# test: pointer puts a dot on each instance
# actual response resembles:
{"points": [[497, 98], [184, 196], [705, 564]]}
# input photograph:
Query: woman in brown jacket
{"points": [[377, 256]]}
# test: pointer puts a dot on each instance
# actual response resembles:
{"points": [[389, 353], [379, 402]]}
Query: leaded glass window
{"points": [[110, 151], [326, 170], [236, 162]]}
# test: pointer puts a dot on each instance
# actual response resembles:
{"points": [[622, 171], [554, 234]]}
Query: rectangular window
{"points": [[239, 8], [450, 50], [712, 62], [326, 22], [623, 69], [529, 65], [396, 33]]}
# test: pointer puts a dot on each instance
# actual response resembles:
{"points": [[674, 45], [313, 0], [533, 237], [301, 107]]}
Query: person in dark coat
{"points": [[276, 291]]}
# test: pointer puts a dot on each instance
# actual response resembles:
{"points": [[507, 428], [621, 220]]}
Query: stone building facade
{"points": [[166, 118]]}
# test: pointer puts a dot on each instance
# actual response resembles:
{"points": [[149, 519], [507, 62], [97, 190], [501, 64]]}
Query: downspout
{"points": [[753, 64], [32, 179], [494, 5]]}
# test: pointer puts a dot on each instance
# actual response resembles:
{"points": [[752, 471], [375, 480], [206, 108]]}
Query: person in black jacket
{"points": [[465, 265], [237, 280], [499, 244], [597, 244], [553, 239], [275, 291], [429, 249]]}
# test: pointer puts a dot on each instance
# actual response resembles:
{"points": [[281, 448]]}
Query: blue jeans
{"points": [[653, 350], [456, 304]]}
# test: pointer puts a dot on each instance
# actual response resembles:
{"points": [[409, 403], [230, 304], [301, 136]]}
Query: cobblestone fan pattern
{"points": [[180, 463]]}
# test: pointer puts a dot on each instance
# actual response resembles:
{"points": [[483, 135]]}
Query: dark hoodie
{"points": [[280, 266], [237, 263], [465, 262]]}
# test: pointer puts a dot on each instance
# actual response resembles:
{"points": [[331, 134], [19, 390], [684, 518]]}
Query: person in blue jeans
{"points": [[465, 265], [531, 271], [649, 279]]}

★ ★ ★ ★ ★ ★ ★

## Detalles de la tarea:
¿Qué líneas de arriba contienen la palabra "person"? Devuélvelas todas, copiadas tal cual.

## Problema resuelto:
Query: person in dark coat
Query: person in black jacket
Query: person in blue jeans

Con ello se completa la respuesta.